Copy everything from the line containing "(format x=376, y=96)" down to the line containing "x=427, y=260", renaming "Target" to "Category" and leaving every other character unchanged. Output only those lines.

**RAW DATA**

################

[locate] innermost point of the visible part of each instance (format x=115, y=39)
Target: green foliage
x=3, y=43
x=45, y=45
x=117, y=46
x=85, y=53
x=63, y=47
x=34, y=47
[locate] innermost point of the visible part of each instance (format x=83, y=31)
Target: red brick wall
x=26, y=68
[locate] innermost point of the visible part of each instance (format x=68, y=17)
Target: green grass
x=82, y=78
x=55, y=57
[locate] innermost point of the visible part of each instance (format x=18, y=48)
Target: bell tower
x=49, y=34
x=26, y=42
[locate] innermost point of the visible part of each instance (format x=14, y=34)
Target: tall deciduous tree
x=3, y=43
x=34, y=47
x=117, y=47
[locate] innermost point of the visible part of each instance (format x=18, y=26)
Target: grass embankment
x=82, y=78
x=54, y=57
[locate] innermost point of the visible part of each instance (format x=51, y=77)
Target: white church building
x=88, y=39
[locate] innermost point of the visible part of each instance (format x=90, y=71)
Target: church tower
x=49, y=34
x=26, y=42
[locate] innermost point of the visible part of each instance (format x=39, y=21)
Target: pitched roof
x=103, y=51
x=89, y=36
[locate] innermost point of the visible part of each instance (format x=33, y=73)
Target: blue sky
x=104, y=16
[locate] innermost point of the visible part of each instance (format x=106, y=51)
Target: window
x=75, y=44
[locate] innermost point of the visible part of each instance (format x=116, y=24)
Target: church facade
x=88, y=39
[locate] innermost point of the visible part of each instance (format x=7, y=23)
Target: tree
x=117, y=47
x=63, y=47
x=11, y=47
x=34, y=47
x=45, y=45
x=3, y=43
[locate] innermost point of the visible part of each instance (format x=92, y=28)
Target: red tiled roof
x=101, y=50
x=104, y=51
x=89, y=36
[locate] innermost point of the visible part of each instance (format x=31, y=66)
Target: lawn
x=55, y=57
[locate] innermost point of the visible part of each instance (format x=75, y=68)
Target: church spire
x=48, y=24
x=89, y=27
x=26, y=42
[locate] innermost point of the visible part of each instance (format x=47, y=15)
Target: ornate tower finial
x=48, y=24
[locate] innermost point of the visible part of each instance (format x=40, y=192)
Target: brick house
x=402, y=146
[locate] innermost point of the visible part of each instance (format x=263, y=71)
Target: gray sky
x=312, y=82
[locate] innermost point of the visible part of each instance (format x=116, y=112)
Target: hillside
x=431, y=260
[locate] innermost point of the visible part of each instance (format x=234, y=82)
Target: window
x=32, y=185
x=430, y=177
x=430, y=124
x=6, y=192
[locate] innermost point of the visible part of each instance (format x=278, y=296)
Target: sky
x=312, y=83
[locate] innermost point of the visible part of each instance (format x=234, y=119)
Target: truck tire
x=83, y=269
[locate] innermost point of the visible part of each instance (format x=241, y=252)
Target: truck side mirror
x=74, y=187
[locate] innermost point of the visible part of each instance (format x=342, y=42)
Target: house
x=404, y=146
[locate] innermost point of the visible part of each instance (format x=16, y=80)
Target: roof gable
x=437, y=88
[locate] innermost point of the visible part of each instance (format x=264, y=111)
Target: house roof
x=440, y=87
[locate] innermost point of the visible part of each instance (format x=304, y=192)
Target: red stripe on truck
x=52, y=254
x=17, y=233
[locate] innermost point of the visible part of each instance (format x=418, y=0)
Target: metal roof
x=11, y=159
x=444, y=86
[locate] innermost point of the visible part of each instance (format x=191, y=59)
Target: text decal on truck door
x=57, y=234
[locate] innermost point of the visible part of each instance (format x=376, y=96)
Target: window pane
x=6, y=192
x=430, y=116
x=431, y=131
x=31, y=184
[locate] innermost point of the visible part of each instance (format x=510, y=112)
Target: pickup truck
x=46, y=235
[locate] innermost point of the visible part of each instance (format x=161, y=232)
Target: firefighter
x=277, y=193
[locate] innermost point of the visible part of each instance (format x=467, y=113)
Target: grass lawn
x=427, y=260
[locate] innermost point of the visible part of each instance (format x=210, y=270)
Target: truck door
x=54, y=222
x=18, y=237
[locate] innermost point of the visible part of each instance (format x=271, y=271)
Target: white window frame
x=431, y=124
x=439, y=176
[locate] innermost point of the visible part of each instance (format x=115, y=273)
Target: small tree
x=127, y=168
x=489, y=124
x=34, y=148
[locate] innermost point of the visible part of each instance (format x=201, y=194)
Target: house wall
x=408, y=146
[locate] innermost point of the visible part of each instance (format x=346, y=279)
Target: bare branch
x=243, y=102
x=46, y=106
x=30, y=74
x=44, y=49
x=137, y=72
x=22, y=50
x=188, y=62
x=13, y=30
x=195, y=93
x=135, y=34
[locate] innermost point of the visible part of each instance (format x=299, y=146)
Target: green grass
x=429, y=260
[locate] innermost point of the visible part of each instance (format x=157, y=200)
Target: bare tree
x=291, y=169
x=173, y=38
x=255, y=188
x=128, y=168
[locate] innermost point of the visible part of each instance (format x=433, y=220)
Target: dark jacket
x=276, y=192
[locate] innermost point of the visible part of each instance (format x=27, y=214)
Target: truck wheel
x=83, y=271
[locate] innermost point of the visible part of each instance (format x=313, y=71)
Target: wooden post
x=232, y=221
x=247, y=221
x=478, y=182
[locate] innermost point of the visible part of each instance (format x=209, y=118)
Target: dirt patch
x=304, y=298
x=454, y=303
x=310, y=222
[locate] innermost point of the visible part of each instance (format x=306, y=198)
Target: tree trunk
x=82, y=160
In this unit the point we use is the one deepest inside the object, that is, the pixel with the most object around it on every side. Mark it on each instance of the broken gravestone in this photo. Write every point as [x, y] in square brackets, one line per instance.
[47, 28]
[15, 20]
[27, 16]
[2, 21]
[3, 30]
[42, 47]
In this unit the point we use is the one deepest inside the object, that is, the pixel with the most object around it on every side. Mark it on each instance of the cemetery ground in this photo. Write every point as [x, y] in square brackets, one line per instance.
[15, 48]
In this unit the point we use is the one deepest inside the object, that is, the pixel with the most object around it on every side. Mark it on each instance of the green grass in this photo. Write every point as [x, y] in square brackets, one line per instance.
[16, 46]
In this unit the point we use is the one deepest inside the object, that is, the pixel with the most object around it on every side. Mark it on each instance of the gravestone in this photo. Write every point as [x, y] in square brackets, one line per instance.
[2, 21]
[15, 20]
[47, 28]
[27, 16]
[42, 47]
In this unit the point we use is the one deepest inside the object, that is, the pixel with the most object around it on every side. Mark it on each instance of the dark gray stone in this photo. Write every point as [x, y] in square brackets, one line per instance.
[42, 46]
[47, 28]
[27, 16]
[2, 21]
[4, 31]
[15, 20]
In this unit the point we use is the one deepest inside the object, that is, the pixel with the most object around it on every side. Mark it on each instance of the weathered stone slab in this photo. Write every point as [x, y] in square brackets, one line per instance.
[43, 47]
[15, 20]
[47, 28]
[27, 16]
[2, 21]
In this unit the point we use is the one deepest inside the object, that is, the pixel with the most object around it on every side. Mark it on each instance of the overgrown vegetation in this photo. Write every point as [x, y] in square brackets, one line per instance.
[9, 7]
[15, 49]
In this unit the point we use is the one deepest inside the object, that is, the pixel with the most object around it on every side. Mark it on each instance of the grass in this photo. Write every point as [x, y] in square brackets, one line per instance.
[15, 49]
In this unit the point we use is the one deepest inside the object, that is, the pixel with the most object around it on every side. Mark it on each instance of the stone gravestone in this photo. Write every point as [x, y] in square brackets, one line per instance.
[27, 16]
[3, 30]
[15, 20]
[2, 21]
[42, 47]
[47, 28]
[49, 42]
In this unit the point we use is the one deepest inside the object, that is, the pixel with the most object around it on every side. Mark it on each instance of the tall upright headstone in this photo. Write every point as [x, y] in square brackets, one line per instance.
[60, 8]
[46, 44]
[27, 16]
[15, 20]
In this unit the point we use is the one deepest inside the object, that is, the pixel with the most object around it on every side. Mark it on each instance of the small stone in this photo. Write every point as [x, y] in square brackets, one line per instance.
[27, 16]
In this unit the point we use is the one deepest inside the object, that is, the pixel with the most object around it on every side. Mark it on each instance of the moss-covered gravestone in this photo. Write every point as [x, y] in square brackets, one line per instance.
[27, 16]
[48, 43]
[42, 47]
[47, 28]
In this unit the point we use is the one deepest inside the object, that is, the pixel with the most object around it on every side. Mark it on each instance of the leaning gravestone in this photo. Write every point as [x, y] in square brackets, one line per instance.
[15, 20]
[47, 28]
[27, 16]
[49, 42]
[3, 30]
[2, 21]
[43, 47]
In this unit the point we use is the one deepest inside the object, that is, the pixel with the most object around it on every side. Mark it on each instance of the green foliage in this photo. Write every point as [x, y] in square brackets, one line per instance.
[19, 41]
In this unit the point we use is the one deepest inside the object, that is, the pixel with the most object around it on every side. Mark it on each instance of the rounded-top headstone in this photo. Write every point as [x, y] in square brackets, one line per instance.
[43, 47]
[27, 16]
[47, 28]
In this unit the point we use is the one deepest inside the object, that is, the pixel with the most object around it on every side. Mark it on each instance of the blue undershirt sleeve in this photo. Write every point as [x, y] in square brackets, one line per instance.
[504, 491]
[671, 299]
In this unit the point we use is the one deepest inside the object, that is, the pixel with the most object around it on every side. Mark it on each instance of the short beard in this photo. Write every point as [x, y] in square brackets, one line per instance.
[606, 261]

################

**EXERCISE SOLUTION**
[locate] innermost point of the visible part of each instance (format x=376, y=96)
Category: window pane
x=6, y=192
x=430, y=116
x=431, y=131
x=31, y=184
[locate] innermost point of the visible part of each instance (format x=510, y=112)
Category: pickup truck
x=46, y=235
[locate] innermost point of the visible part of each instance (format x=161, y=232)
Category: firefighter
x=277, y=193
[locate] innermost point of the visible part of each instance (format x=467, y=113)
Category: grass lawn
x=427, y=260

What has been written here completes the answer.